◆ WHAT THE EXERCISE ASKS ◆
Check each line of the records for "blue"; collect those that have it.

◆ RECORDS SHOWN ◆
========

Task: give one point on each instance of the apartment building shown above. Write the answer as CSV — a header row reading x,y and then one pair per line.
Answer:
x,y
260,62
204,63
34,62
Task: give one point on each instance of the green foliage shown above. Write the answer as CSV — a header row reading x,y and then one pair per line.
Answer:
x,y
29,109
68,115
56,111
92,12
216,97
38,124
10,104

========

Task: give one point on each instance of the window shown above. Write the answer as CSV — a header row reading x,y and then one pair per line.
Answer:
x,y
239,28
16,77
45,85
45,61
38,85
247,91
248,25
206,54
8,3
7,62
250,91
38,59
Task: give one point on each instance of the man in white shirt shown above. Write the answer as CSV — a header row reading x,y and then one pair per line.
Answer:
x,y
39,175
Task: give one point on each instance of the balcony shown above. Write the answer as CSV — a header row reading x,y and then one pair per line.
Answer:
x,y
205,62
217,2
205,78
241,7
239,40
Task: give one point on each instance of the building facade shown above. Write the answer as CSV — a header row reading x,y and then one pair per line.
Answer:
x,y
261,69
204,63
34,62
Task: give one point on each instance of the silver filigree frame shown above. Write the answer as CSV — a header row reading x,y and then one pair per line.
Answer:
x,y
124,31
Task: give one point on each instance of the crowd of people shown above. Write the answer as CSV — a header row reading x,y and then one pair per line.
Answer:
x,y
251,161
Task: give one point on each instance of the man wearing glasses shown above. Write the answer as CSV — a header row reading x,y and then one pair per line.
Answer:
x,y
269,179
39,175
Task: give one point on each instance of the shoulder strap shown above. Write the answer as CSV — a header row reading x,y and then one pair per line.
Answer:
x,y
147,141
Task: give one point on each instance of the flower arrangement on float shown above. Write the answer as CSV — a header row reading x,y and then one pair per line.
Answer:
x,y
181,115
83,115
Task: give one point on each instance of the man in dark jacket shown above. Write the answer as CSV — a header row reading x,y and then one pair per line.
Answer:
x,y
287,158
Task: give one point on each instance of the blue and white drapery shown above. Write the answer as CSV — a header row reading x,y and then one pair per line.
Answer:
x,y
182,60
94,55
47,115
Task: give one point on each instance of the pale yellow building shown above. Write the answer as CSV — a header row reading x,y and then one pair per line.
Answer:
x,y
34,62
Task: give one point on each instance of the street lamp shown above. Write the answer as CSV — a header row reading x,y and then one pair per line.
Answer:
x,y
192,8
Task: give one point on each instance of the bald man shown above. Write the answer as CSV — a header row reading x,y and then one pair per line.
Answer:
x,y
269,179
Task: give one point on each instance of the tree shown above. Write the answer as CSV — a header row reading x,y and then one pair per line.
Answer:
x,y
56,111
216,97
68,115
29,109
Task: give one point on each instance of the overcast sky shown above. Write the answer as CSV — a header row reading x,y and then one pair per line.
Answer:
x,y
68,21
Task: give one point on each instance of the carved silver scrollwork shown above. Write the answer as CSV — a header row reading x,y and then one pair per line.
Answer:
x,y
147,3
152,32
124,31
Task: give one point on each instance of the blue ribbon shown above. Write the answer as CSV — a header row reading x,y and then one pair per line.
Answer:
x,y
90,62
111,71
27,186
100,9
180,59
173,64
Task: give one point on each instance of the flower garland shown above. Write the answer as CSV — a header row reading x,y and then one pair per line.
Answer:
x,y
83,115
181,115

========

◆ RESULT OF THIS EXERCISE ◆
Task: give one point on each instance of the blue and white drapery shown above. Write the answer as CSV — a header row reading x,y and then one pair per line.
Task: give one point on each instance of the blue ribbon shown above. Write the answer as CSV — a header row reading x,y and then one pair per line.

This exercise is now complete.